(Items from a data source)
-- start --

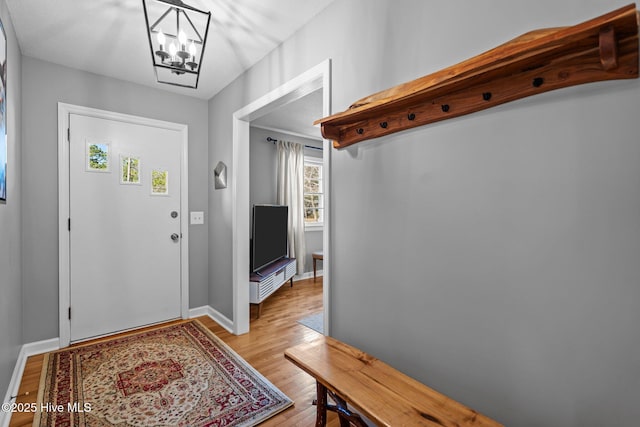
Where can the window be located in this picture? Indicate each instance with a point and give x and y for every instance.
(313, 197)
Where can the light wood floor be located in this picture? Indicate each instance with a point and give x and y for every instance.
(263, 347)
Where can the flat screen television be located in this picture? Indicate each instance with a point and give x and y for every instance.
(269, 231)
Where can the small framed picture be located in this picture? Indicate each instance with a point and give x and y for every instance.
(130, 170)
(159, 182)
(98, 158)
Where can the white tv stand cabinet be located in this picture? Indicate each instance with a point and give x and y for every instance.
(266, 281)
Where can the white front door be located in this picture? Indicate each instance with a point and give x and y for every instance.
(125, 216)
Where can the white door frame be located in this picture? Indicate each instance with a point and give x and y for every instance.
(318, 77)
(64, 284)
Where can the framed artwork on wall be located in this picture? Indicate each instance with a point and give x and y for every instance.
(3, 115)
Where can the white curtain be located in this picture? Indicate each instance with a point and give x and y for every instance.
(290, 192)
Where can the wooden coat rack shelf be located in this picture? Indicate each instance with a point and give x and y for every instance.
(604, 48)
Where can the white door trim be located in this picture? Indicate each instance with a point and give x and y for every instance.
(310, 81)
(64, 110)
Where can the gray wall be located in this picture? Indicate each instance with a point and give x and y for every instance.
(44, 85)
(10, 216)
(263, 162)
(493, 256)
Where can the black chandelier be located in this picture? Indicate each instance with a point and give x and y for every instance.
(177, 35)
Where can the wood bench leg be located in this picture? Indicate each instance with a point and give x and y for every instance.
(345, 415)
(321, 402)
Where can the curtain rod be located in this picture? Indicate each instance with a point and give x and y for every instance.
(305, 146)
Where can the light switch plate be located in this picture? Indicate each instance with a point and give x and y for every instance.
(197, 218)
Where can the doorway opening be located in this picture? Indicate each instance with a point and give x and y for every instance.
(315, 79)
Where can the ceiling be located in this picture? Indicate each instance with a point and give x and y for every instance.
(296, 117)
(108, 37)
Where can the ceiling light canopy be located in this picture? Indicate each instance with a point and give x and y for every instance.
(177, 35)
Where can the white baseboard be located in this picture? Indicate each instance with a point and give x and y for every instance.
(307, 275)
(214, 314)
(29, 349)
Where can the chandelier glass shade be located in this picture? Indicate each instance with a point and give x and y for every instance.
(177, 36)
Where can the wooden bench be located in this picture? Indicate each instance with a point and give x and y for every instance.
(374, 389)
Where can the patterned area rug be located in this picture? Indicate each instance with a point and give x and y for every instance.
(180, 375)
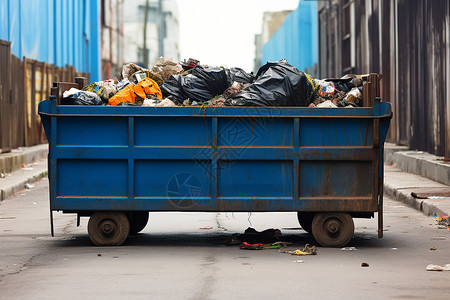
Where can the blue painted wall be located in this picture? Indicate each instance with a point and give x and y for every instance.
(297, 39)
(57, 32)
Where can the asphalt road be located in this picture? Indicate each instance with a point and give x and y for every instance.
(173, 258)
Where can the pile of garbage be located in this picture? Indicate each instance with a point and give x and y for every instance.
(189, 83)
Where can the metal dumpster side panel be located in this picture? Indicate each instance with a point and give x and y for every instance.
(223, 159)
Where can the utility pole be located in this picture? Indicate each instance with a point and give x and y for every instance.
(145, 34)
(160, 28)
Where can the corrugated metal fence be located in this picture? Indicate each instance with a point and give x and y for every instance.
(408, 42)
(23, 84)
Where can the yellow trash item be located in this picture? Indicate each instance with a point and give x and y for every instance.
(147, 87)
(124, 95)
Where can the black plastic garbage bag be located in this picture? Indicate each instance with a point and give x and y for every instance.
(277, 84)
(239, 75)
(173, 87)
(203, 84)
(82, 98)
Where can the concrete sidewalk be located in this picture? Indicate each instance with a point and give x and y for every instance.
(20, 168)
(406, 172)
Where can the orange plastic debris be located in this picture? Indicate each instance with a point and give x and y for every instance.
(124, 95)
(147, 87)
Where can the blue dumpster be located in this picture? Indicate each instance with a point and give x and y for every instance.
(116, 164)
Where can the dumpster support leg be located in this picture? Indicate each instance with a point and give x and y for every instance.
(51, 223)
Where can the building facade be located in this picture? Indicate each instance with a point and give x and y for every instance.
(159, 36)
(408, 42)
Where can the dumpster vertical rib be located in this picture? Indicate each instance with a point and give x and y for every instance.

-- end --

## [WHAT THE EXERCISE ASKS]
Pictures are to be left out; the records above must be repeated word for word.

## [COMPLETED EXERCISE]
Where can the window be located in this picture? Indicate each instance with a point and give x and y for every instance.
(313, 197)
Where can the light wood floor be located in this picture? Indicate each instance with a point and give x and y for every instance.
(263, 347)
Where can the flat screen television be located in this picture? Indicate each instance with a point and give x and y for every instance.
(269, 231)
Where can the small framed picture be located in this picture? Indicate each instance with a point and give x and y for every instance.
(130, 170)
(159, 182)
(98, 158)
Where can the white tv stand cabinet be located in this picture? Indicate each instance with a point and give x and y for every instance.
(266, 281)
Where can the white front door be located in this picture? Indicate each instance with a point and give x and y for every instance.
(125, 216)
Where can the white door frame be located in this picture? Indicate each instance with a point and give x and y for every instance.
(318, 77)
(64, 284)
Where can the framed artwork on wall be located in this picture? Indicate each instance with a point and give x and y for every instance.
(3, 115)
Where can the white curtain be located in this picture? Indicate each instance with a point and give x and y for every instance.
(290, 192)
Where can the wooden coat rack shelf be located in this picture? Indicate each instance with a point and give x and y for every instance.
(604, 48)
Where can the white door trim be located in this picture? Indicate each instance with a point and give x and y for every instance.
(310, 81)
(64, 110)
Where can the gray wall be located in this picture? Indicate each instance with a point and give x and y for every instance.
(44, 85)
(10, 216)
(263, 162)
(493, 256)
Where can the black chandelier be located in this picture? Indicate each instance with a point and give x and y for every instance.
(177, 35)
Where can the wood bench leg be located in this picture? Indicate each instance with a point and give x and y for every instance.
(345, 415)
(321, 402)
Where can the curtain rod be located in this picture? Indicate each instance with a point and give x and y for every instance.
(305, 146)
Where can the light switch plate be located in this picture? Indicate each instance with a point and give x and y for every instance.
(197, 218)
Where can the doorway opening be located in this picture? Indicate each instance with a point and give x and y for every instance.
(315, 79)
Where can the ceiling be located in this picture? Indicate each instance with a point and give x and y for every instance.
(296, 117)
(108, 37)
Where can the ceiling light canopy be located in this picture? Indicate each instance with a point and give x and y for every instance.
(177, 35)
Where can the white baseboard be located in this picture? Indicate each instance with a point and give x and y for every instance.
(307, 275)
(214, 314)
(29, 349)
Where can the chandelier glass shade be located in this picture? Indicate each instance with a point and give x and y for every instance.
(177, 36)
Where can the wooden bench be located in this picture? Indicate each instance with a point and give x and y for every instance.
(374, 389)
Where can the patterned area rug be located in this picture? Indicate each instance with a point and give x and y for every instance.
(180, 375)
Where can the blue painted wall be located in this picture? Indicate each instance with a point and give x and y for every instance.
(297, 39)
(57, 32)
Where can the asphalt road be located in this picture? Indicate each instance with a point and give x and y for every instance.
(173, 258)
Where can the pile of garbage be located in this picture? Indicate each instance with a point and give x and y for every instance.
(189, 83)
Where can the metal dumpster side panel be located in this picture? Indicate each instance with a point and give x and y for every instance.
(223, 159)
Where can the utility pole be located in this picture? Indicate each instance with a point and give x and y for every instance.
(145, 34)
(160, 28)
Where can the corrugated metal fence be located in this picture? Indicate each instance with a point and give x and y for every instance.
(408, 42)
(23, 84)
Where can the yellow trash item be located in this picture? Indicate each instance with a point and give x and y for every instance.
(147, 87)
(124, 95)
Where can the black plastic garbage bag be located in this picture? Indicate each instance with a point and give x and y for every instance.
(277, 84)
(239, 75)
(173, 87)
(203, 84)
(82, 98)
Where can the concrete sidewalk be located in this picture? Indicate each instance with a point and give x and y for every instance.
(20, 168)
(406, 172)
Where can the orange plastic debris be located in this picture? Indicate each instance with a point and give x and y for every instance.
(124, 95)
(147, 87)
Where can the blue dumpster be located in this picture? Indicate each instance with a point and give x and y for every instance.
(116, 164)
Where can the dumpster support leg be located in this picture? Indicate each instance with a point and give x and y for every instance.
(51, 223)
Where can the building facade be located in this picture? Indicate each instance with a point and give x and y for every instance.
(159, 36)
(408, 42)
Where can the dumpster vertical rib be located in this picture? Indicate each instance with a point and give x and y for every instance.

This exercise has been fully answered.